_Directions:_ Reproduce the records below line for line, leaving out the picture.

_Material for the task:_
--- Start ---
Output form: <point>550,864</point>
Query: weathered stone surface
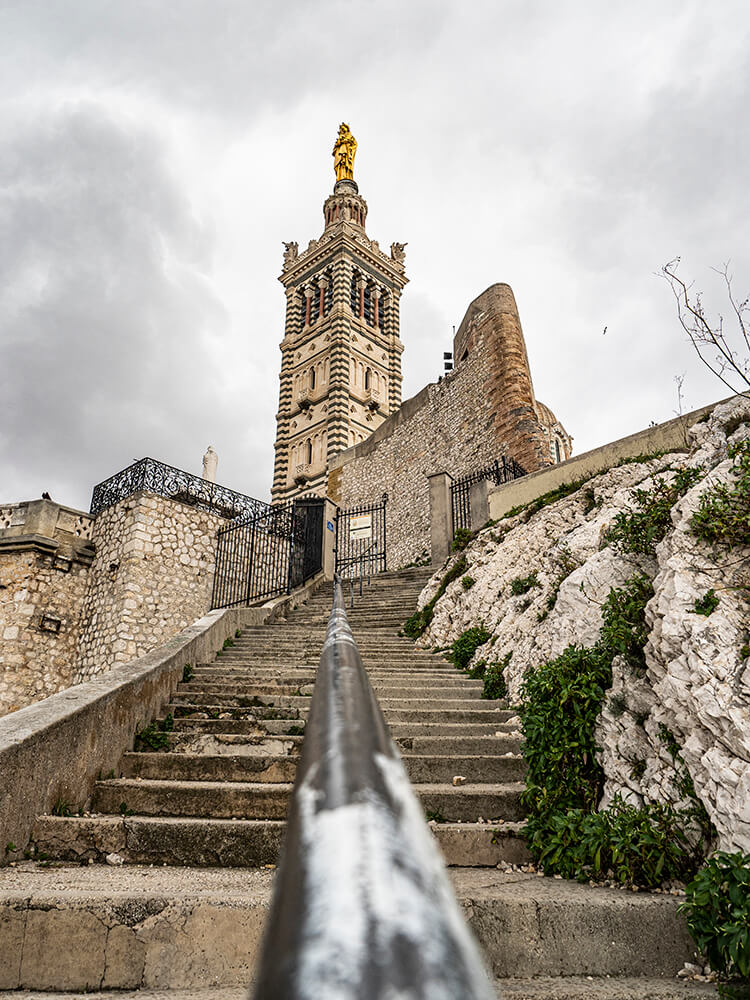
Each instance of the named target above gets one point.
<point>697,685</point>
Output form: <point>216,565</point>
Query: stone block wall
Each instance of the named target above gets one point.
<point>447,426</point>
<point>151,577</point>
<point>484,409</point>
<point>45,556</point>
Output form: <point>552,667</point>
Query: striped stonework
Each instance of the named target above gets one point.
<point>341,352</point>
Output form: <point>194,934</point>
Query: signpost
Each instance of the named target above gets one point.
<point>360,527</point>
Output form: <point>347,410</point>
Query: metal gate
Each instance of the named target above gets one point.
<point>271,554</point>
<point>360,539</point>
<point>501,471</point>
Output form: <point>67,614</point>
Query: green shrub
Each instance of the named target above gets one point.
<point>640,846</point>
<point>639,528</point>
<point>467,644</point>
<point>154,737</point>
<point>461,539</point>
<point>707,604</point>
<point>494,679</point>
<point>723,513</point>
<point>419,622</point>
<point>523,584</point>
<point>717,909</point>
<point>562,700</point>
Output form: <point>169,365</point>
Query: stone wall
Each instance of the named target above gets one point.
<point>697,678</point>
<point>447,426</point>
<point>45,555</point>
<point>152,576</point>
<point>484,409</point>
--- End ---
_Task response:_
Output form: <point>550,864</point>
Query: weathered stone surface
Each instance of the named target above gets one point.
<point>697,685</point>
Output form: <point>216,565</point>
Query: stone block wall
Each instance of the named target above gets one point.
<point>447,426</point>
<point>151,577</point>
<point>484,409</point>
<point>45,556</point>
Output form: <point>552,667</point>
Query: striped stonework
Each instance of the named target above gets one point.
<point>341,352</point>
Output form: <point>194,934</point>
Query: signpost
Each instance of the named target above gets one point.
<point>360,527</point>
Output form: <point>347,410</point>
Query: metal gate
Each instance of the named target above gets one point.
<point>271,554</point>
<point>360,539</point>
<point>501,471</point>
Output form: <point>67,614</point>
Query: green shrub
Each instance of the named target above gets one point.
<point>640,846</point>
<point>639,528</point>
<point>467,644</point>
<point>154,737</point>
<point>461,539</point>
<point>707,604</point>
<point>494,679</point>
<point>723,513</point>
<point>419,622</point>
<point>523,584</point>
<point>717,909</point>
<point>562,700</point>
Output form: <point>169,365</point>
Query: stone wall
Each instance of the named target above gets one point.
<point>697,678</point>
<point>447,426</point>
<point>45,555</point>
<point>152,576</point>
<point>484,409</point>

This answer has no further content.